(Point annotation dataset records)
※

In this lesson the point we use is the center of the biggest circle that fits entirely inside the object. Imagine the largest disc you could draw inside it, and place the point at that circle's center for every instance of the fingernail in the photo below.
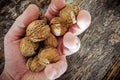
(52, 75)
(71, 43)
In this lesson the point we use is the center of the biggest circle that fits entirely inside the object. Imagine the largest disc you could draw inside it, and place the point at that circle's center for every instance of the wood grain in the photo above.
(99, 55)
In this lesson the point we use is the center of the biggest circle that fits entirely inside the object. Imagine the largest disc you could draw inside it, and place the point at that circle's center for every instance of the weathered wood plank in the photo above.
(99, 55)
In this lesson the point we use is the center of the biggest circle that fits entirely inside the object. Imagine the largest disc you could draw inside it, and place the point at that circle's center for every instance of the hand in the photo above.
(15, 68)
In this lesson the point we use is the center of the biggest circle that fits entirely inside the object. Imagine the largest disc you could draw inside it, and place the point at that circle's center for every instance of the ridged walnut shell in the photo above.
(51, 41)
(27, 47)
(38, 30)
(58, 26)
(69, 13)
(49, 55)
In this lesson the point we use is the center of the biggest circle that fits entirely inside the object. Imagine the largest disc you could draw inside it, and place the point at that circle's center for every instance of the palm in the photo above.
(15, 63)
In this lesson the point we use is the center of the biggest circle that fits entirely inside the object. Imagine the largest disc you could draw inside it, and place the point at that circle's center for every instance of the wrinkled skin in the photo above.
(15, 68)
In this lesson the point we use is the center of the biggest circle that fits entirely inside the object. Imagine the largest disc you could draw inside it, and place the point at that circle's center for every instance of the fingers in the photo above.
(18, 28)
(69, 44)
(54, 8)
(83, 22)
(55, 70)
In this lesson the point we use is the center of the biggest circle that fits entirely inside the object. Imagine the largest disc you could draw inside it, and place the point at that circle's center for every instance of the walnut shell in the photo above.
(69, 13)
(58, 26)
(33, 64)
(51, 41)
(27, 47)
(50, 54)
(38, 30)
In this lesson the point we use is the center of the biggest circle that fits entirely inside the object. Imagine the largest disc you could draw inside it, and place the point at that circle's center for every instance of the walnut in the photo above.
(69, 13)
(51, 41)
(45, 57)
(27, 47)
(49, 55)
(34, 65)
(39, 37)
(58, 26)
(38, 30)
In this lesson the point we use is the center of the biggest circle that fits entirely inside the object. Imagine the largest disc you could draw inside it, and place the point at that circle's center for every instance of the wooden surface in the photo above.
(99, 55)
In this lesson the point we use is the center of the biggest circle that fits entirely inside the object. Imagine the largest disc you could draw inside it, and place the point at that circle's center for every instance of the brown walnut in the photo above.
(58, 26)
(69, 13)
(27, 47)
(38, 30)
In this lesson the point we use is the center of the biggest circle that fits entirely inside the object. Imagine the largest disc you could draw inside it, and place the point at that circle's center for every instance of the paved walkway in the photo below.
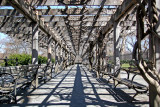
(76, 87)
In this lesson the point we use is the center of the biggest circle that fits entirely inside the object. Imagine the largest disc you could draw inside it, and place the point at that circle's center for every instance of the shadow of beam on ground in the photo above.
(78, 97)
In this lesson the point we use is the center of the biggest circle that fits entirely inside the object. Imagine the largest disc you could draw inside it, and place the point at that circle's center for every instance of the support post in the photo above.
(49, 58)
(154, 55)
(35, 52)
(117, 29)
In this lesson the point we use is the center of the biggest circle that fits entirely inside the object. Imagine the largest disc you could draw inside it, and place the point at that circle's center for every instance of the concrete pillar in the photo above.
(35, 43)
(49, 55)
(154, 98)
(49, 52)
(35, 52)
(117, 29)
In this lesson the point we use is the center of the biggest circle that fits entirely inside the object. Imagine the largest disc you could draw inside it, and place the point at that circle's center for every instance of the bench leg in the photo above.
(134, 96)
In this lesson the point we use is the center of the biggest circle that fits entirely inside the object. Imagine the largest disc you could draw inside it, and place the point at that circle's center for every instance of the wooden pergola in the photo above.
(83, 28)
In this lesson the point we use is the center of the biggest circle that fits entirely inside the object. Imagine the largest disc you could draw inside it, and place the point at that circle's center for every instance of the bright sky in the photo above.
(2, 35)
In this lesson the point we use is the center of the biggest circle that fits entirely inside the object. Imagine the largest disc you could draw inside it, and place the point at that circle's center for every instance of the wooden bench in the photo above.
(12, 79)
(45, 72)
(127, 77)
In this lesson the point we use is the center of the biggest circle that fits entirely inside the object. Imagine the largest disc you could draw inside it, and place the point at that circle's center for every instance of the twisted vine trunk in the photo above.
(151, 73)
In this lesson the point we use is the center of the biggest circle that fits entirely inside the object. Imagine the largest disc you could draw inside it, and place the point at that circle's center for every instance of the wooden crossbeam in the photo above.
(31, 15)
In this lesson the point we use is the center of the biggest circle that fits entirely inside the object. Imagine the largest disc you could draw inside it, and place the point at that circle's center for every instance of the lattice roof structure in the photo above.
(72, 23)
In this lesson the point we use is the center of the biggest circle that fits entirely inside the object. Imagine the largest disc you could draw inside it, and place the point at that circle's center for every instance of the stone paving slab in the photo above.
(76, 87)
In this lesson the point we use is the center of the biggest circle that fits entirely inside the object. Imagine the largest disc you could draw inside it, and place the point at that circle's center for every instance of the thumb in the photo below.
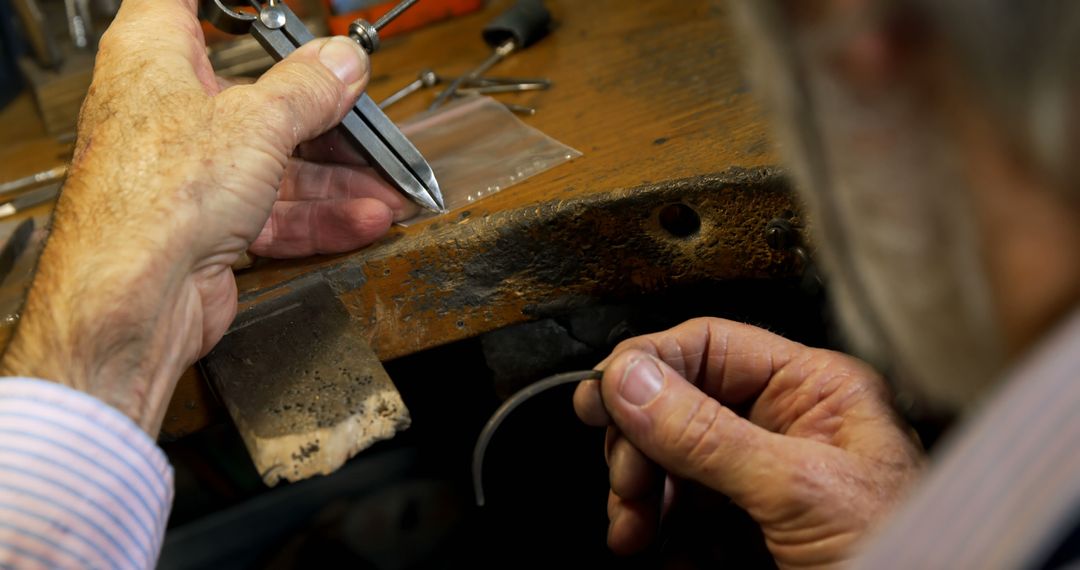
(685, 431)
(307, 93)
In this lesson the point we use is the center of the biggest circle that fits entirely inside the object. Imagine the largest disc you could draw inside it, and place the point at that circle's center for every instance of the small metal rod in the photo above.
(394, 12)
(486, 90)
(507, 407)
(502, 51)
(45, 176)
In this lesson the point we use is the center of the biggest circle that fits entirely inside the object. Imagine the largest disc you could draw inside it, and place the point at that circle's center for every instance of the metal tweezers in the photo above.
(281, 32)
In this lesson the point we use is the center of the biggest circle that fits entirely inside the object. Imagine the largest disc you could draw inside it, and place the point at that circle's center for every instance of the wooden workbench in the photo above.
(675, 186)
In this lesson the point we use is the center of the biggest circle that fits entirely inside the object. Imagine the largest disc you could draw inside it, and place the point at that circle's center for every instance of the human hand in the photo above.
(819, 458)
(175, 175)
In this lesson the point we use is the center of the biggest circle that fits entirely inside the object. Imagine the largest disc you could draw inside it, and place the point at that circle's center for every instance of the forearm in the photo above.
(100, 319)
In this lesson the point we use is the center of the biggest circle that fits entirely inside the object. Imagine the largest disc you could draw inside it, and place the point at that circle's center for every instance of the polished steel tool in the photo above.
(281, 32)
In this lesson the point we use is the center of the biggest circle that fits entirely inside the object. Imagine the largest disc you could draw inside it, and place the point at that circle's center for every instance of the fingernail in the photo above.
(642, 381)
(345, 58)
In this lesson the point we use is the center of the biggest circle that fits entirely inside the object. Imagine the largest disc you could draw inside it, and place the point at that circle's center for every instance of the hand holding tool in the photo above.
(280, 32)
(523, 25)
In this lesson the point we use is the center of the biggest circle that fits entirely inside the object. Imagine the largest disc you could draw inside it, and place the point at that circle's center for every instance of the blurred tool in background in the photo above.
(343, 12)
(10, 81)
(524, 24)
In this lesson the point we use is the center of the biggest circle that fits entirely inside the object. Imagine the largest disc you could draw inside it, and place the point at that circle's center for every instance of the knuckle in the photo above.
(694, 438)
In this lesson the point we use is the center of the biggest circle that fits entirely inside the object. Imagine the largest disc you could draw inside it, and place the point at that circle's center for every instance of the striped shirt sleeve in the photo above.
(81, 486)
(1004, 491)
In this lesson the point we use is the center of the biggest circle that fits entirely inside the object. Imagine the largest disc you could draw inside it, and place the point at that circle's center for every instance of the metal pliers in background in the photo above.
(281, 32)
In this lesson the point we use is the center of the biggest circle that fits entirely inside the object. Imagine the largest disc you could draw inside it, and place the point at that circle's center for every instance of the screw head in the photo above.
(272, 17)
(365, 35)
(428, 78)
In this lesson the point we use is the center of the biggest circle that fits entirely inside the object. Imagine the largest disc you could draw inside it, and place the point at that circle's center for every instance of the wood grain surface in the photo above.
(652, 95)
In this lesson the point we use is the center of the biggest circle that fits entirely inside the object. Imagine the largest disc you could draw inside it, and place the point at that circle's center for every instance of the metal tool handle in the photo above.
(378, 139)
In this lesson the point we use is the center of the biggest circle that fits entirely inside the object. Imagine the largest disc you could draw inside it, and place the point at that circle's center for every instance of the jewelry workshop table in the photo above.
(676, 186)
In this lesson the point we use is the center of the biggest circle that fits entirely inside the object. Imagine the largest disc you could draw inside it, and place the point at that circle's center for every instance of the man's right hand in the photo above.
(819, 458)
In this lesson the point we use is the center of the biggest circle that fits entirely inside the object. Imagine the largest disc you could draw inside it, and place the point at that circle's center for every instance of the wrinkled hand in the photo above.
(818, 459)
(175, 175)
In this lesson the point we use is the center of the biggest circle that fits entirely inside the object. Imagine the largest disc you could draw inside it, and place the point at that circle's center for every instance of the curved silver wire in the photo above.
(507, 407)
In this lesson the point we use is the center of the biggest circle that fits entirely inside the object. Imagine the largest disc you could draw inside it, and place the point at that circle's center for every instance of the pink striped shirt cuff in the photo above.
(81, 486)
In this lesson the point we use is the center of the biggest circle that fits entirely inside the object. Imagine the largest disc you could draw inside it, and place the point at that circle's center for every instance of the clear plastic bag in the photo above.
(476, 148)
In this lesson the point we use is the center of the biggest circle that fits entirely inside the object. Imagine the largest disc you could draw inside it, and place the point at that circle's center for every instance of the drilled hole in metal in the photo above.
(680, 220)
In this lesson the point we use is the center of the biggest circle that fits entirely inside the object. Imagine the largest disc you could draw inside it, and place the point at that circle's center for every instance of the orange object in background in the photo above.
(419, 15)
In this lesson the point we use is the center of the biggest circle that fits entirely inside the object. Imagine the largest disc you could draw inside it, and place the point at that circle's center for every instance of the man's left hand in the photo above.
(175, 175)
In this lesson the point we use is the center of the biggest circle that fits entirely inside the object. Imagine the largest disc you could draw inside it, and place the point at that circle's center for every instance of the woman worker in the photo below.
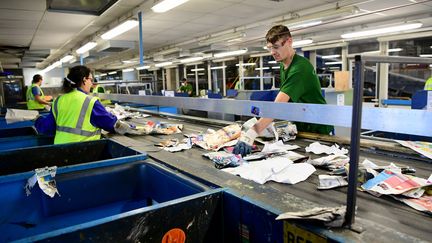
(36, 100)
(75, 116)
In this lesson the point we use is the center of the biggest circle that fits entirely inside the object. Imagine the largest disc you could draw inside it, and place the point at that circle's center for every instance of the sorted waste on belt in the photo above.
(44, 177)
(330, 216)
(122, 112)
(17, 115)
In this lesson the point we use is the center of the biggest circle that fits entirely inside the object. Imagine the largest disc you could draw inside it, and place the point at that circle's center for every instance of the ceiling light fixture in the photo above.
(87, 47)
(264, 68)
(191, 59)
(305, 24)
(66, 58)
(129, 61)
(165, 5)
(300, 43)
(163, 64)
(120, 29)
(381, 31)
(51, 67)
(228, 37)
(330, 56)
(246, 64)
(333, 63)
(217, 67)
(142, 67)
(230, 53)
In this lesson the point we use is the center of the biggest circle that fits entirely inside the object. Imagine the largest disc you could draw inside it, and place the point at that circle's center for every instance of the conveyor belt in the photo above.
(384, 219)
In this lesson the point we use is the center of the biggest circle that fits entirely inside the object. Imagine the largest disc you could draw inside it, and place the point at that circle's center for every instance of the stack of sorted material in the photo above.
(215, 140)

※

WHAT TO PRODUCE: Produce an exact copy of the lines from the one containing "conveyor belt in the photo above." through the last line, and of nothing else.

THE OUTPUT:
In this lesson the point we use is the center of the biggest circle that fits entirely inside the object. Imagine the largest disc you could draw inside it, and place the point at that circle's center for every instance of the conveyor belt in the photo above.
(384, 219)
In this lesson the point we use is the center of the biggest circle that fits entirely inside the object. Imagine the largest disc you could draw inside it, and place the point at that circle's center for every instance of the stack of sorted material in the photo above.
(215, 140)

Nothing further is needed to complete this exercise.